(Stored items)
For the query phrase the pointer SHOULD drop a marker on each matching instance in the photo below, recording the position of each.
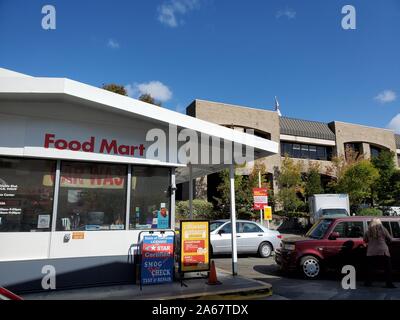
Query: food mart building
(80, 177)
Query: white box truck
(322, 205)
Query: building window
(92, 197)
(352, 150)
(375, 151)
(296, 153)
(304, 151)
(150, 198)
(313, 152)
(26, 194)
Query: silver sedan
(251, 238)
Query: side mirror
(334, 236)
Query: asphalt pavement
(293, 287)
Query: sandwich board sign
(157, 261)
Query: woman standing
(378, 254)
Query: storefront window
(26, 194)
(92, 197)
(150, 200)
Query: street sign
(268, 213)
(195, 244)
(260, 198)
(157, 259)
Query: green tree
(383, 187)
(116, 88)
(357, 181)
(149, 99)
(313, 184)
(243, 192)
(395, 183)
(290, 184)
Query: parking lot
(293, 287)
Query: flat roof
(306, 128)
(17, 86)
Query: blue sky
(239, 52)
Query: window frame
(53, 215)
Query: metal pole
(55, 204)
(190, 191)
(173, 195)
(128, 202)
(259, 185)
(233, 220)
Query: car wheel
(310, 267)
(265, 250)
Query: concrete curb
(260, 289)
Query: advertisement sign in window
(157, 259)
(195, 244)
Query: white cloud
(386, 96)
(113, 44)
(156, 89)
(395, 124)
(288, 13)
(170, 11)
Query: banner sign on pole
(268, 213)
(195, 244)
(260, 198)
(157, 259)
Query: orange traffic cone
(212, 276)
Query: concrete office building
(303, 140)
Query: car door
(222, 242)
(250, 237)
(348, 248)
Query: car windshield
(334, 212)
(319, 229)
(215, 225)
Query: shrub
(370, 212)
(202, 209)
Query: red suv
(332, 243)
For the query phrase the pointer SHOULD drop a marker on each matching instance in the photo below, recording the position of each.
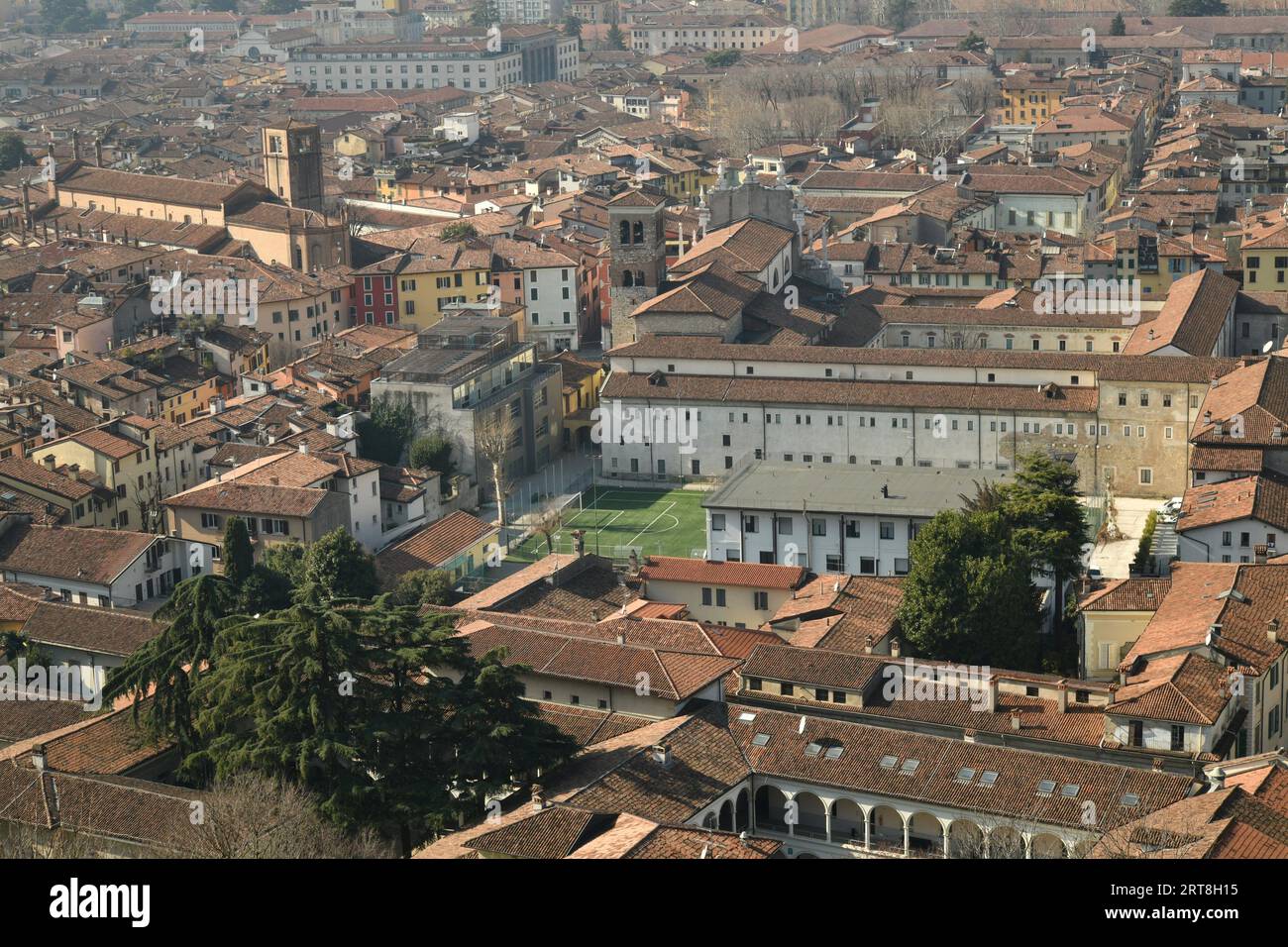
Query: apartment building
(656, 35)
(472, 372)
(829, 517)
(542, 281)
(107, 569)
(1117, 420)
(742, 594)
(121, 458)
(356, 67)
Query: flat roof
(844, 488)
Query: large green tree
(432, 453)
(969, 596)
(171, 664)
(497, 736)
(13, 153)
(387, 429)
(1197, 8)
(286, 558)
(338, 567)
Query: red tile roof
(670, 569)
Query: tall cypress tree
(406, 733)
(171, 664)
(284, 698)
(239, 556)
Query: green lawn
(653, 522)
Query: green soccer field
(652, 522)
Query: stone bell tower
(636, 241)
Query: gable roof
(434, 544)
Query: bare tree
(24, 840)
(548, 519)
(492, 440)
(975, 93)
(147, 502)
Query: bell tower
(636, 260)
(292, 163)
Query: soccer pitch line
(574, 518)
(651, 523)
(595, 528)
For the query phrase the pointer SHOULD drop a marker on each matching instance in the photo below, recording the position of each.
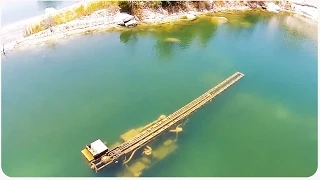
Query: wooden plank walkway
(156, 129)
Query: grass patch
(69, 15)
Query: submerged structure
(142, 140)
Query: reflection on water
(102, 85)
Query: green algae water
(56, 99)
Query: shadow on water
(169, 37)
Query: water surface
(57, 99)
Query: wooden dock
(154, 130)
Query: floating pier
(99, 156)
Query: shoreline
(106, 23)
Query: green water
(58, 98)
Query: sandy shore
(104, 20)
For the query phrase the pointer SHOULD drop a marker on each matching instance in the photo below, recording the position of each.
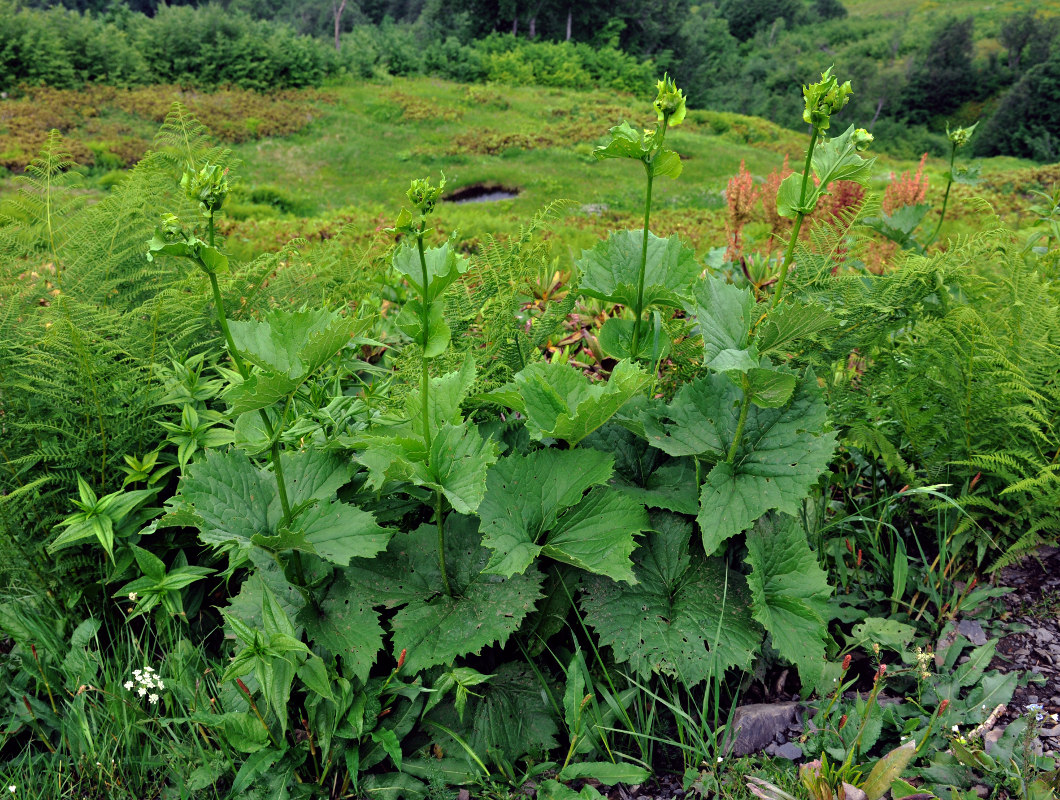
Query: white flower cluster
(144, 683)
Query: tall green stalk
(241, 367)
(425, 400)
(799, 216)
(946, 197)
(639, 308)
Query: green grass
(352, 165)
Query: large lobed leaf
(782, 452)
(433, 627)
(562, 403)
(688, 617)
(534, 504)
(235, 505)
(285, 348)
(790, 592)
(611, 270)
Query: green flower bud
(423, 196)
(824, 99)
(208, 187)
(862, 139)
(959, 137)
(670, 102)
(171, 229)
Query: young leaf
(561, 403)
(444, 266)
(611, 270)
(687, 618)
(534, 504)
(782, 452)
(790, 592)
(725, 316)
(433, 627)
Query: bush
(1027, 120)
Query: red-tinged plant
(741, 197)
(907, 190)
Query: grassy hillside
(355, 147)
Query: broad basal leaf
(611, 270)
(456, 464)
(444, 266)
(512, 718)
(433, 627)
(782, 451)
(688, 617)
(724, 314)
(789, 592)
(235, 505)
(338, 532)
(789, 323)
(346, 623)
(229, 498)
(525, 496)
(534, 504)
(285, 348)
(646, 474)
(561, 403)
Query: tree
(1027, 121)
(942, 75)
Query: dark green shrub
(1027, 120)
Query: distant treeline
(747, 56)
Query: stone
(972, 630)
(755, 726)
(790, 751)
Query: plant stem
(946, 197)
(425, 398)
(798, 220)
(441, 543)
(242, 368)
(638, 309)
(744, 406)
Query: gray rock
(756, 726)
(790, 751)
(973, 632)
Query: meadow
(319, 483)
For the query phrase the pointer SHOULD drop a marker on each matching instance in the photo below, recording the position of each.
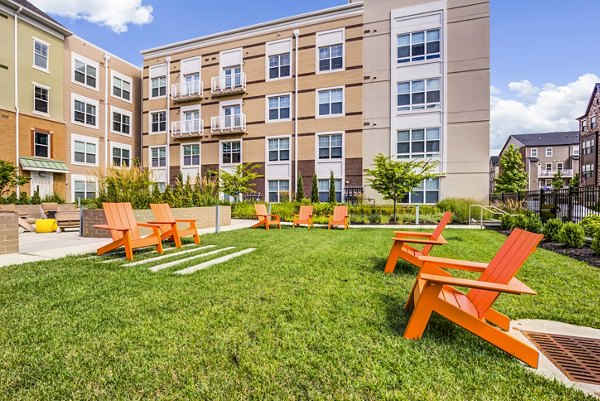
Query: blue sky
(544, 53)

==

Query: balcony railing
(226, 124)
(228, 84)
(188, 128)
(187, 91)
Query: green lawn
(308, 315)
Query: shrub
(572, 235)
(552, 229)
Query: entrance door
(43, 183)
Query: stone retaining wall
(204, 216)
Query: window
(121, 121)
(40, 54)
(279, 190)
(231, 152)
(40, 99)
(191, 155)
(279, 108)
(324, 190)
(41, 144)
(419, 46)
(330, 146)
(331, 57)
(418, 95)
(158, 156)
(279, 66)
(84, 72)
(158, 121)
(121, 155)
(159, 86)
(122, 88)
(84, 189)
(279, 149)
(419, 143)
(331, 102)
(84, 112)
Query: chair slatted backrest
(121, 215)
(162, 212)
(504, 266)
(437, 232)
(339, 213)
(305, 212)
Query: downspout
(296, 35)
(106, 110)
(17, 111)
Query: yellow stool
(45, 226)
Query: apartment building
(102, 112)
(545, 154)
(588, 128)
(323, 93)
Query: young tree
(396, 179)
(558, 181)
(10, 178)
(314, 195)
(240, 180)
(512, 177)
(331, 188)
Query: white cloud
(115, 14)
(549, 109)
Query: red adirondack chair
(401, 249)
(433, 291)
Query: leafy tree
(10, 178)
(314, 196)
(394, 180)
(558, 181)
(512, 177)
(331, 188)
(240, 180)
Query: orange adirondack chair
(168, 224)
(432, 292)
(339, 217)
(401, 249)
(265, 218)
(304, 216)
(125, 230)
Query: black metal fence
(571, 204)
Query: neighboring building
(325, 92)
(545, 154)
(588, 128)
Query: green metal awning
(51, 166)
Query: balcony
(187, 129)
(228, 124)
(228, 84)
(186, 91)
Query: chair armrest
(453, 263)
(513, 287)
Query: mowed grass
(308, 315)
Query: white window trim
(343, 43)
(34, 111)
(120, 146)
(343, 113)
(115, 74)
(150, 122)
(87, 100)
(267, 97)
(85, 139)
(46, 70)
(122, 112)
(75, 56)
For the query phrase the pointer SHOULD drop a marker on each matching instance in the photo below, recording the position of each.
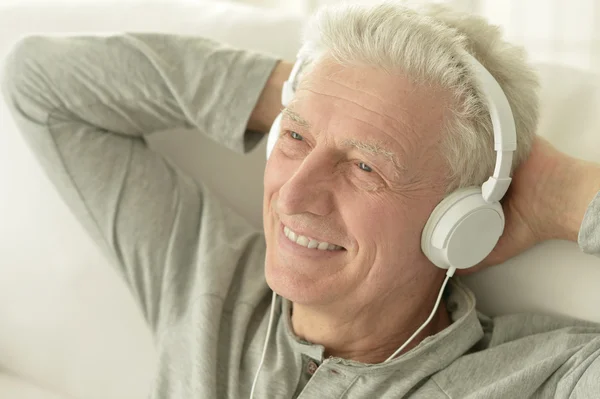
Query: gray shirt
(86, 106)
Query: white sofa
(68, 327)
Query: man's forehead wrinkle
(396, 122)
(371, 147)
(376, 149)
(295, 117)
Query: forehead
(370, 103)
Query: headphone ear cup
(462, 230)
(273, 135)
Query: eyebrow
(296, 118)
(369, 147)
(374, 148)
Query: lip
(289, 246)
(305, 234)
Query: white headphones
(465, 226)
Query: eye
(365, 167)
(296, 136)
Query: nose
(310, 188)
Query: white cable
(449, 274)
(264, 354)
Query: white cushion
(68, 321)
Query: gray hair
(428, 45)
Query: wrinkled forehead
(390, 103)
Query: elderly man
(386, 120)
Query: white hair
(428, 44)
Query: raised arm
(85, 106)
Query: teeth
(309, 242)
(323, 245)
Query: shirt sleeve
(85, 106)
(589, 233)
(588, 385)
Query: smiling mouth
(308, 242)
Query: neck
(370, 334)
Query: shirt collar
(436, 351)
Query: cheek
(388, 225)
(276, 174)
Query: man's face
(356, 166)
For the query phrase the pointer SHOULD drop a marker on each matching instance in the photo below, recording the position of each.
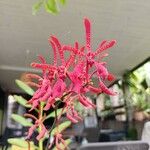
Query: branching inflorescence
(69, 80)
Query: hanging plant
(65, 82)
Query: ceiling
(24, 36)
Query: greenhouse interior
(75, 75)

◆ YOUR OBJECTIVE
Locate every line in the records above that contains the string "flower", treating uppercase and lowercase as different, and copy each of those lines.

◆ SOLUTION FOR THIS EXERCISE
Query: white flower cluster
Query: green flower bud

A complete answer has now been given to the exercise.